(Records for the exercise begins)

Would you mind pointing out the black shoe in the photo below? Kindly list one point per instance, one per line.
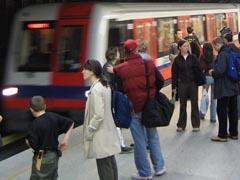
(233, 137)
(126, 149)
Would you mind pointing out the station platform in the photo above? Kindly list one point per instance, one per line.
(188, 156)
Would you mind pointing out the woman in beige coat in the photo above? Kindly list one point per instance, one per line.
(100, 135)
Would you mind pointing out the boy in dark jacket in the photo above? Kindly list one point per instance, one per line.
(43, 139)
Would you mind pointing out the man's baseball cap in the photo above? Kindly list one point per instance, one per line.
(130, 44)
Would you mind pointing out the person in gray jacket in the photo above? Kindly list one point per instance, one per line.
(99, 130)
(225, 91)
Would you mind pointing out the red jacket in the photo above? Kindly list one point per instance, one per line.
(132, 74)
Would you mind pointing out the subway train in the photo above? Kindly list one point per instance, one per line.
(50, 43)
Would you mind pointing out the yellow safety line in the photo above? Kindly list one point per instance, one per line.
(27, 168)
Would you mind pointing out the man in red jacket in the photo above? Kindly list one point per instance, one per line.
(132, 74)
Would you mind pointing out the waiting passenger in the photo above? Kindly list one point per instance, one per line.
(132, 74)
(225, 91)
(193, 41)
(174, 51)
(207, 61)
(183, 79)
(43, 139)
(113, 58)
(100, 134)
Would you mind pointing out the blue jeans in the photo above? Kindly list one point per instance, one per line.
(140, 147)
(205, 100)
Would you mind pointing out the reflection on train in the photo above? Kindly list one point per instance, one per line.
(50, 43)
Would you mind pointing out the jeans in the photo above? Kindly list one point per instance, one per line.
(227, 111)
(205, 100)
(140, 147)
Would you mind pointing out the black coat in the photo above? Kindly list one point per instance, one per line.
(182, 70)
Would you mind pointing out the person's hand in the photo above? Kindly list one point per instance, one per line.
(210, 72)
(63, 145)
(110, 69)
(89, 134)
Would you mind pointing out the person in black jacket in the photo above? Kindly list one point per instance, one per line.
(183, 79)
(225, 91)
(42, 137)
(113, 58)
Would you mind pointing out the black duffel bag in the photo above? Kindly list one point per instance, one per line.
(157, 112)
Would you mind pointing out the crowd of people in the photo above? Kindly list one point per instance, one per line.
(103, 140)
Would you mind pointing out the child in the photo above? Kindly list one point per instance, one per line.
(43, 139)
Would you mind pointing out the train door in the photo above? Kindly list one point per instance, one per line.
(146, 29)
(183, 23)
(70, 52)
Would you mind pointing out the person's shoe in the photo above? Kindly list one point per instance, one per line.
(218, 139)
(138, 177)
(201, 115)
(161, 172)
(232, 137)
(179, 129)
(126, 149)
(196, 129)
(213, 120)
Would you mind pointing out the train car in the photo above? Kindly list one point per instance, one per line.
(50, 43)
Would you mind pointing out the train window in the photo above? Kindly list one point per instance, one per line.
(165, 31)
(36, 47)
(198, 26)
(69, 48)
(232, 20)
(219, 22)
(119, 32)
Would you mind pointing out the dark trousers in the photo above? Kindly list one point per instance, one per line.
(49, 167)
(107, 168)
(188, 91)
(227, 109)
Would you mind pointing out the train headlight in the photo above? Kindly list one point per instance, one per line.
(9, 91)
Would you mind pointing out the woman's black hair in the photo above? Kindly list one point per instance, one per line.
(207, 55)
(181, 42)
(96, 68)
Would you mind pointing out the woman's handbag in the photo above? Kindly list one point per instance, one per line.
(157, 111)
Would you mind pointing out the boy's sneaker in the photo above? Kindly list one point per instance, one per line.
(218, 139)
(161, 172)
(138, 177)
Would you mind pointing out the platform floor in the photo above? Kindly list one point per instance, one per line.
(188, 156)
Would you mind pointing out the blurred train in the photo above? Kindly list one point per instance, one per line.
(50, 43)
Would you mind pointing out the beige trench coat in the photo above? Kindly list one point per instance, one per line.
(100, 134)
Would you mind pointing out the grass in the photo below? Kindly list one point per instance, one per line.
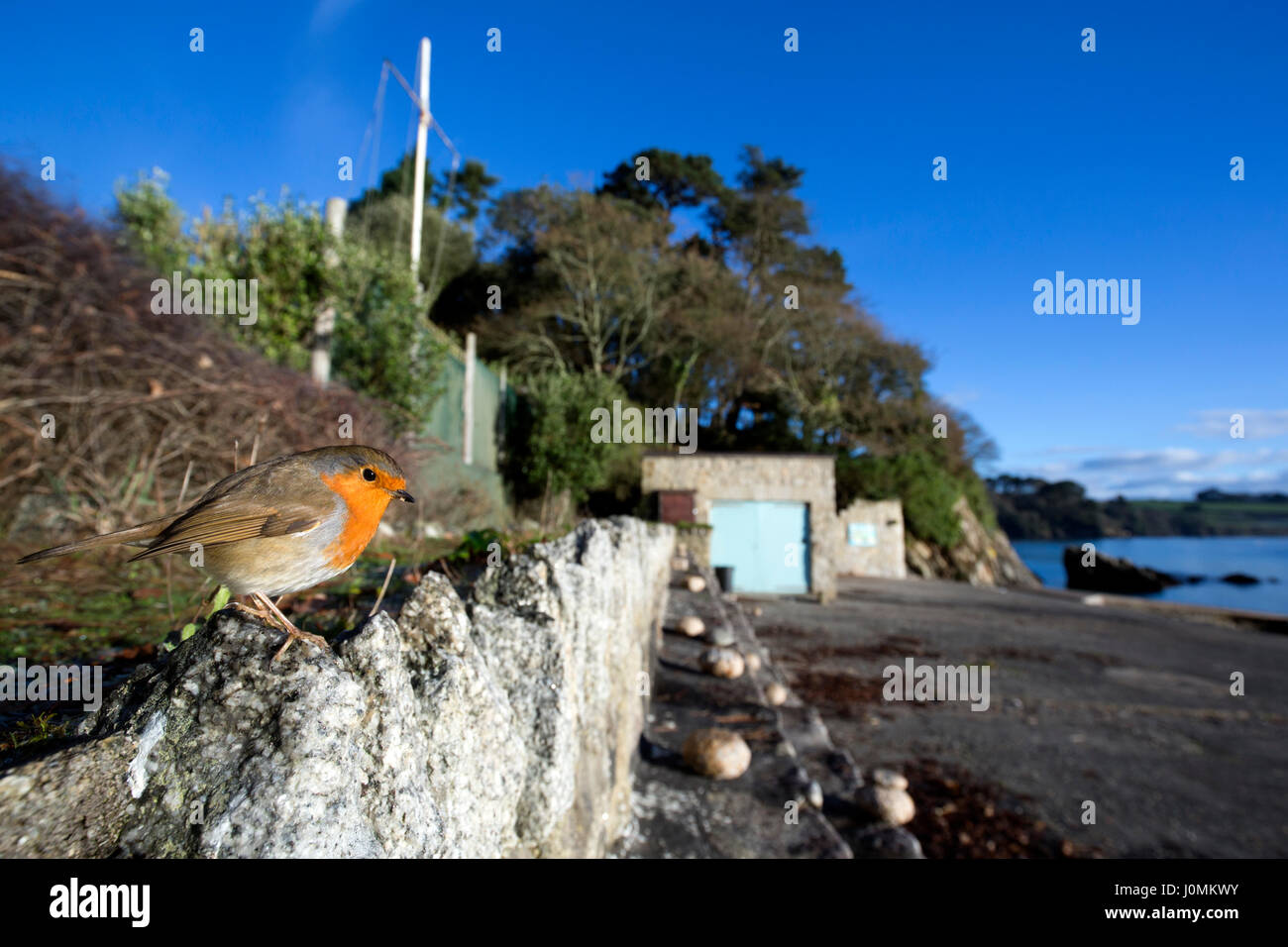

(Records for the exercise ends)

Task description → Repeat the lines above exactly, and keep every picture out.

Your solution →
Would you mind pointing out the black shoe in the photo below? Kindly list one point per instance, one per line.
(233, 137)
(126, 149)
Would you mind pointing out the station platform in the photo above? Kindly list one point per instance, one per line.
(188, 156)
Would you mind pointing out the woman in beige coat in the photo above? Kindly list one point per instance, one per line.
(100, 135)
Would you mind pointing out the boy in dark jacket in the photo above? Kindly list one point per instance, one per line.
(43, 139)
Would you mind pointing out the man's baseball cap in the photo above? Kindly list one point per instance, one per line.
(130, 44)
Would you mind pointing out the person in gray jacket in the photo above? Kindly list one point per instance, one per line.
(99, 130)
(225, 91)
Would you mind pointing out the red jacket in the photo above? Kindly list one point per instance, one per line.
(132, 74)
Would you mind pointing out the subway train in the photo above? Kindly list one point per instance, one per line.
(50, 43)
Would you mind pointing out the yellow safety line in the photo above? Kindly list one point per instance, one per line.
(27, 168)
Would you mind pointing out the man in red jacket in the photo above? Kindly list one point per instance, one per line.
(132, 74)
Would you mind pointing out the waiting passenger in the photo above? Kindly list one point per instance, one per line.
(132, 74)
(225, 91)
(193, 41)
(174, 51)
(207, 61)
(183, 79)
(43, 139)
(113, 58)
(100, 134)
Would you mind pointing out the blue jeans in the photo above? Kindly list one point per instance, one per line.
(140, 147)
(205, 100)
Would you mind pointing out the reflection on train in the photo above? Kindly list one point per instance, one per line.
(50, 43)
Would you mind pointing out the jeans in the photo above? Kindly list one point per instance, one per line.
(227, 111)
(205, 100)
(140, 147)
Would you mind pointing out the black coat in the photo above? Kindly list one point per instance, one per line.
(182, 70)
Would you mind pointing out the person's hand in the photo above? Kindly list one point per instance, one per line.
(210, 72)
(63, 145)
(110, 69)
(89, 134)
Would you mind pointing out the person in black jacket in the photo above? Kindly list one point per instance, one per line.
(183, 79)
(225, 91)
(42, 137)
(113, 58)
Would you mind pointing out the black duffel bag in the photo above? Kindly list one point per instance, one per line.
(157, 112)
Would you mind pointing out the crowd of people in the photo above? Kindly list one point per instance, one per line.
(103, 140)
Would you mind pointing out the child in the photo above? Kindly list one point per instance, one per line.
(43, 139)
Would you mind pointing out the train door in the photo above? Kindly list one point per instance, one per line.
(146, 29)
(183, 23)
(70, 52)
Would you mind pointing out the person's shoe in the photo above? Kindly list one point per instance, one per line.
(218, 139)
(138, 177)
(201, 115)
(161, 172)
(232, 137)
(179, 129)
(126, 149)
(196, 129)
(213, 120)
Would you mind pointing out the train car in the photo above? Kindly list one point per instance, one per line.
(50, 43)
Would you mind pointing out the train window in the photo above? Kindly list one point per instance, one per line.
(165, 31)
(36, 47)
(198, 26)
(69, 48)
(232, 20)
(219, 22)
(119, 32)
Would you mind pointing out the dark trousers in the photo above? Kindly list one point per instance, one per line.
(49, 167)
(107, 168)
(188, 91)
(227, 109)
Would you mind pointing out the train headlight in the photo above? Kindly list one point per instance, one per line.
(9, 91)
Would you mind pointing out the woman's black hair in the photo above? Kindly list one point per instance, one per line.
(207, 55)
(181, 42)
(96, 68)
Would you mind pointing out the woman's handbag in the photo above? Kindly list one point per instance, one per line.
(157, 111)
Would you mind pointing out the boy's sneaker in the photo above? Kindly list one point per instance, one per line.
(218, 139)
(161, 172)
(138, 177)
Would you mind pointing out the platform floor in the photo above? Kindly list one point per instance, one per line.
(188, 156)
Would you mind pointing out the blurred train in the photo above? Kindly list one point per instance, one per line.
(50, 43)
Would you mind pointing out the beige trench coat in the photo above? Kindly list one point per instance, one per line.
(100, 134)
Would you mind pointing out the grass in the photo below? Kindly list one point per instance, one per line.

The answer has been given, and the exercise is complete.